**Objective**
Rewrite every line of the data below as a numbered list, skipping blank lines and leaving out the pictures.

**Given data**

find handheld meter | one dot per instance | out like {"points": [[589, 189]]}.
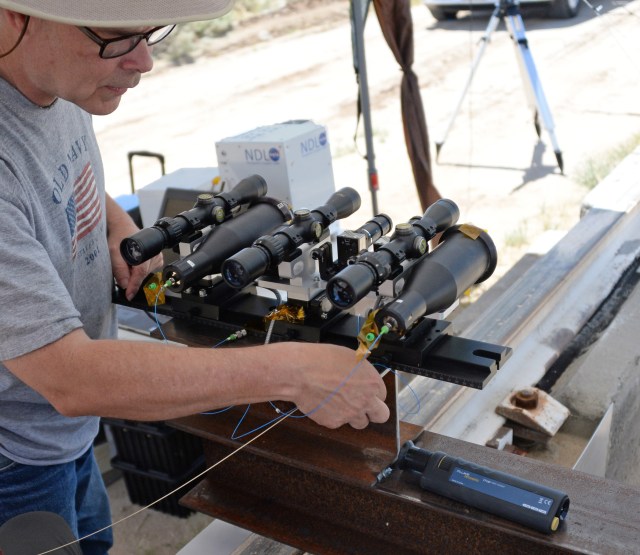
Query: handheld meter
{"points": [[533, 505]]}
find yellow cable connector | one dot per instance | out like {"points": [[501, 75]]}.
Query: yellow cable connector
{"points": [[470, 231], [366, 336], [154, 289], [292, 314]]}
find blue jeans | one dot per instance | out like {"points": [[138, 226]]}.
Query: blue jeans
{"points": [[73, 490]]}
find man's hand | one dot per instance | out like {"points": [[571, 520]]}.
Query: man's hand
{"points": [[120, 225], [336, 388]]}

**Correct output**
1. find handheld meter | one dot per instance | out like {"points": [[589, 189]]}.
2. Query: handheld meter
3. {"points": [[533, 505]]}
4. find yellow cable connector | one dot per instance | out like {"points": [[501, 75]]}.
5. Query: yellow cable connector
6. {"points": [[470, 231], [366, 336], [154, 289], [292, 314]]}
7. find blue jeans | one dot per instance | out like {"points": [[138, 226]]}.
8. Query: blue jeans
9. {"points": [[73, 490]]}
10. find man's hand | one dot per instance | out like {"points": [[571, 520]]}.
11. Query: man's hand
12. {"points": [[120, 225], [336, 388]]}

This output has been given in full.